● Work order
Write the records out again, keeping each line exactly as it is.

*** Record excerpts Section Begins ***

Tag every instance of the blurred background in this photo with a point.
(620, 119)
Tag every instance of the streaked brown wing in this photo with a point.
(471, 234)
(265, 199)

*** Record excerpts Section Ends ***

● Worked solution
Tag every instance of the blurred background in this photo with a point.
(620, 119)
Tag every instance of the streaked brown wing in this photo with a point.
(471, 234)
(265, 199)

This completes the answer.